**Rows from a segmentation dataset**
################
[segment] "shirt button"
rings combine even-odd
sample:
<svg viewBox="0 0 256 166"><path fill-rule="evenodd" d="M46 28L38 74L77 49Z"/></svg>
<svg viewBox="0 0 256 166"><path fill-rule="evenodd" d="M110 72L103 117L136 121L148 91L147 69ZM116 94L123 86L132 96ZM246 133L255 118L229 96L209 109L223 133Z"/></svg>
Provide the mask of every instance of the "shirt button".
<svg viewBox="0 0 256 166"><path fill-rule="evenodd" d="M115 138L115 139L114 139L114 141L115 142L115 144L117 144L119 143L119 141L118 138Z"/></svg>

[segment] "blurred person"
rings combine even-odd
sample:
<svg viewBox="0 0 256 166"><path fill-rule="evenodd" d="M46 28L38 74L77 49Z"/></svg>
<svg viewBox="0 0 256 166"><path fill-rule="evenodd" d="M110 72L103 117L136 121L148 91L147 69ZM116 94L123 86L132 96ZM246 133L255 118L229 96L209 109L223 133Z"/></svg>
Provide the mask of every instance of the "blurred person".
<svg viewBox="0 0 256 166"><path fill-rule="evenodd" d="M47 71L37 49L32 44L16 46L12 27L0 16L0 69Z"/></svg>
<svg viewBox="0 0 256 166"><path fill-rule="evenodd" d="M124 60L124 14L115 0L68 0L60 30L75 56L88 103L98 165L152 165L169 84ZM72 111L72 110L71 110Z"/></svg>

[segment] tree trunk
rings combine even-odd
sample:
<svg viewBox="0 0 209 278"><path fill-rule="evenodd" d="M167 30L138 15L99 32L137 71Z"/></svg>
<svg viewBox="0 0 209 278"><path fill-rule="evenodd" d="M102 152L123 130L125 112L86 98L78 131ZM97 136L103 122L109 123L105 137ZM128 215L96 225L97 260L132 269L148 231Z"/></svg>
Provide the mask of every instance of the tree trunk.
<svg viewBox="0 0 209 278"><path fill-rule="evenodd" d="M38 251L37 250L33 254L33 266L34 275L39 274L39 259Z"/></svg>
################
Reproduce all of the lines above, substituting "Return the mask" for every occurrence of "Provide the mask" and leaving everything else unchanged.

[segment] "shirt button"
rings combine even-odd
sample:
<svg viewBox="0 0 256 166"><path fill-rule="evenodd" d="M46 28L38 74L77 49Z"/></svg>
<svg viewBox="0 0 256 166"><path fill-rule="evenodd" d="M110 72L103 117L136 121L148 91L147 69ZM116 94L123 86L132 96ZM246 133L255 118L229 96L209 109L223 133Z"/></svg>
Return the mask of every instance of the "shirt button".
<svg viewBox="0 0 256 166"><path fill-rule="evenodd" d="M115 138L115 139L114 139L114 141L115 142L115 144L117 144L119 143L119 141L118 138Z"/></svg>

[segment] "blurred person"
rings combine even-odd
sample:
<svg viewBox="0 0 256 166"><path fill-rule="evenodd" d="M46 28L38 74L77 49Z"/></svg>
<svg viewBox="0 0 256 166"><path fill-rule="evenodd" d="M110 72L103 117L136 121L148 91L147 69ZM116 94L123 86L132 96ZM246 133L255 118L229 96L209 109L223 133Z"/></svg>
Return the mask of every instance of the "blurred person".
<svg viewBox="0 0 256 166"><path fill-rule="evenodd" d="M47 71L37 49L32 44L16 46L12 27L0 16L0 69Z"/></svg>
<svg viewBox="0 0 256 166"><path fill-rule="evenodd" d="M124 60L124 14L115 0L68 0L60 30L75 56L88 103L98 165L152 165L169 84ZM72 111L72 110L71 110Z"/></svg>

[segment] tree trunk
rings combine even-odd
sample:
<svg viewBox="0 0 209 278"><path fill-rule="evenodd" d="M167 30L138 15L99 32L137 71Z"/></svg>
<svg viewBox="0 0 209 278"><path fill-rule="evenodd" d="M102 152L123 130L125 112L86 98L78 131ZM97 136L103 122L109 123L105 137ZM128 215L96 225L97 260L132 269L148 231Z"/></svg>
Return the mask of every instance of the tree trunk.
<svg viewBox="0 0 209 278"><path fill-rule="evenodd" d="M38 251L37 250L33 254L33 266L34 275L39 274L39 259Z"/></svg>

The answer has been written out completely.